• [INSTRUCTIONS TO FOLLOW]
Extract the complete listing and repeat it word for word.

Source records:
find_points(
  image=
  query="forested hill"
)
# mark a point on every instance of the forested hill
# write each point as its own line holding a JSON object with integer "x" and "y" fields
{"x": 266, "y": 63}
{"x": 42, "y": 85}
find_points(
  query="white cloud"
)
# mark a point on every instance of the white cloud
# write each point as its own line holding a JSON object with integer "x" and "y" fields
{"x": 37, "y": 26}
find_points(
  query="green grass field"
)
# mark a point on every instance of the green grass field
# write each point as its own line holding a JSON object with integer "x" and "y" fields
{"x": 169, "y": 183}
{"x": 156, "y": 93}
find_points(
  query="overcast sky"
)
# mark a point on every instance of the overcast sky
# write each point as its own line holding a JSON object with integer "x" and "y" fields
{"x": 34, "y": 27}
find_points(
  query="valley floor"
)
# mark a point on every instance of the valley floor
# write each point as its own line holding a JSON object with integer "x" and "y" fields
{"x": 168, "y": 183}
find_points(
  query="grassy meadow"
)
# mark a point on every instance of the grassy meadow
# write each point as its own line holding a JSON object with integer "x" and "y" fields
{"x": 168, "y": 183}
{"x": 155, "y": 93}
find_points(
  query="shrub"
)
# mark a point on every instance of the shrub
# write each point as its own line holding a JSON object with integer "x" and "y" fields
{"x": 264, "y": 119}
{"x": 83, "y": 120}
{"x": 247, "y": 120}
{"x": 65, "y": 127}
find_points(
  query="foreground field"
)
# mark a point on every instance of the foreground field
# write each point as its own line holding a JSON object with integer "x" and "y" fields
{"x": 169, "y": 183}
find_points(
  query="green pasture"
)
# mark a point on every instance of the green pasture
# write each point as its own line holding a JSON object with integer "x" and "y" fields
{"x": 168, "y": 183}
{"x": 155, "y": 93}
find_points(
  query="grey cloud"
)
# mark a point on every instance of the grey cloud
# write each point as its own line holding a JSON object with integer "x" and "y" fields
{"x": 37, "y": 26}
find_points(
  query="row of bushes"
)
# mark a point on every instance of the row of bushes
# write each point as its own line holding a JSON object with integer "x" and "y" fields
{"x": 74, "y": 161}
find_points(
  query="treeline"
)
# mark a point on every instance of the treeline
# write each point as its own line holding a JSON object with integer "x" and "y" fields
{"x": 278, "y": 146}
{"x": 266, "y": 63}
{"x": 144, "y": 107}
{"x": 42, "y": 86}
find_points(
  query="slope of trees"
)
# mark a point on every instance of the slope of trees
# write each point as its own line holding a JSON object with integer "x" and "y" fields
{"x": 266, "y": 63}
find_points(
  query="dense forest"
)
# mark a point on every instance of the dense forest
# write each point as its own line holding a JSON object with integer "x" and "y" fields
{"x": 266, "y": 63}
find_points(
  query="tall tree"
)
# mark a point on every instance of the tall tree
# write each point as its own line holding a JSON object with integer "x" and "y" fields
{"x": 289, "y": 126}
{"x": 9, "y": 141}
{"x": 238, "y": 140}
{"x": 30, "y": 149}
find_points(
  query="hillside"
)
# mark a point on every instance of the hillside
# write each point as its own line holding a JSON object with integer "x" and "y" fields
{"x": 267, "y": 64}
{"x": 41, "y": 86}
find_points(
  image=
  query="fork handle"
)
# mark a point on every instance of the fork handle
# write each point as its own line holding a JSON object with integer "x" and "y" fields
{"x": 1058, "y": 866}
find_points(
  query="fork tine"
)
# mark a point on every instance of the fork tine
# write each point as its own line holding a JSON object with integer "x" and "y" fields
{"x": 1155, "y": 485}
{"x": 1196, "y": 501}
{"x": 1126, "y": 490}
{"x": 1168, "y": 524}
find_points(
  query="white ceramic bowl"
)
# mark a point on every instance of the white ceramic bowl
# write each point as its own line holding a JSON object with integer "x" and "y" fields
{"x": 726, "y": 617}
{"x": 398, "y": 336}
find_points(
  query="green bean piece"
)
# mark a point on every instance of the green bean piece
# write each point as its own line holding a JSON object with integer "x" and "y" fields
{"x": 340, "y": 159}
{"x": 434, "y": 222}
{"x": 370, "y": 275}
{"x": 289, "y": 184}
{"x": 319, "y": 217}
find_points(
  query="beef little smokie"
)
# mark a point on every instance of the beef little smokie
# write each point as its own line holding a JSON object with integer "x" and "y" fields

• [THE RESPONSE]
find_points(
  image=
  query="forested hill"
)
# mark a point on every instance of the forested hill
# write each point as its own line holding a JSON object with integer "x" and "y" fields
{"x": 266, "y": 63}
{"x": 42, "y": 85}
find_points(
  query="white cloud"
)
# mark a point on every instance of the white cloud
# write each point as its own line holding a JSON object with integer "x" and "y" fields
{"x": 37, "y": 26}
find_points(
  query="green grass field"
)
# mark a point on every instance of the green grass field
# write each point as its own line holding a JSON object with integer "x" and "y" fields
{"x": 169, "y": 183}
{"x": 156, "y": 93}
find_points(
  query="overcast sky"
)
# mark a point on every instance of the overcast sky
# write each point as its own line holding a JSON object with integer "x" and "y" fields
{"x": 34, "y": 27}
find_points(
  query="valley floor"
)
# mark a point on every instance of the valley floor
# write each point as its own line holding a JSON object with integer "x" and "y" fields
{"x": 168, "y": 183}
find_points(
  query="grassy meadow"
)
# mark a point on every instance of the grassy meadow
# write each point as its own line holding a JSON object with integer "x" and "y" fields
{"x": 168, "y": 183}
{"x": 155, "y": 93}
find_points(
  query="shrub"
)
# mark a point on every instance of the shrub
# write each point as its own line holding a JSON object with integer "x" and "y" fields
{"x": 264, "y": 119}
{"x": 83, "y": 120}
{"x": 247, "y": 120}
{"x": 65, "y": 127}
find_points(
  query="foreground field"
)
# mark a point on every instance of the foreground field
# write each point as its own line holding a JSON object with integer "x" and "y" fields
{"x": 169, "y": 183}
find_points(
  query="green pasture"
)
# mark a point on every instance of the green pasture
# write each point as its own line holding a JSON object with integer "x" and "y" fields
{"x": 168, "y": 183}
{"x": 155, "y": 93}
find_points(
  query="grey cloud"
)
# mark a point on every instance of the grey cloud
# write each point as its own line holding a JSON object with integer "x" and "y" fields
{"x": 37, "y": 26}
find_points(
  query="row of bushes"
)
# mark a point on every instance of the row of bushes
# write each point as its own line holding a JSON object with integer "x" and "y" fields
{"x": 74, "y": 161}
find_points(
  query="treeline"
)
# mark a point on every instance of the treeline
# write each point as its own line holding a JSON object with integer "x" and "y" fields
{"x": 278, "y": 146}
{"x": 266, "y": 63}
{"x": 144, "y": 107}
{"x": 42, "y": 86}
find_points(
  query="slope of trees"
)
# mark a point on every instance of the slope of trees
# write each point as its own line holding a JSON object with integer "x" and "y" fields
{"x": 266, "y": 63}
find_points(
  query="dense forest"
)
# mark a point on every instance of the dense forest
# write each point as its own line holding a JSON object with integer "x" and "y" fields
{"x": 266, "y": 63}
find_points(
  query="tall tree"
)
# mark a point on every instance of the tall tree
# write each point as its own line holding a JSON object with integer "x" and "y" fields
{"x": 289, "y": 126}
{"x": 9, "y": 141}
{"x": 238, "y": 140}
{"x": 30, "y": 149}
find_points(
  query="hillside"
)
# mark a point on every instance of the hillside
# write each point as its own line holding a JSON object with integer "x" and "y" fields
{"x": 267, "y": 64}
{"x": 41, "y": 86}
find_points(
  image=
  query="fork handle"
)
# mark a point on every instance of the fork handle
# write each point as its own line holding a JSON object with integer "x" and "y" fields
{"x": 1058, "y": 866}
find_points(
  query="fork tine"
)
# mark a point on every instance of the fork tine
# write each point as its own line holding a JSON object with integer "x" and "y" fields
{"x": 1155, "y": 485}
{"x": 1196, "y": 501}
{"x": 1126, "y": 490}
{"x": 1168, "y": 524}
find_points(
  query="white ceramic bowl"
)
# mark a point on every instance of the white ceramic bowl
# write each point as its own line holding a JSON object with integer "x" and "y" fields
{"x": 726, "y": 617}
{"x": 398, "y": 336}
find_points(
  query="green bean piece"
)
# mark a point on every instance of the green bean piece
# write each point as its own line holding a JSON object with integer "x" and "y" fields
{"x": 340, "y": 159}
{"x": 434, "y": 222}
{"x": 370, "y": 275}
{"x": 289, "y": 184}
{"x": 319, "y": 217}
find_points(
  query="beef little smokie"
)
# mark a point on every instance of the beef little smokie
# write each point as its own line holding a JSON object with integer "x" and "y" fields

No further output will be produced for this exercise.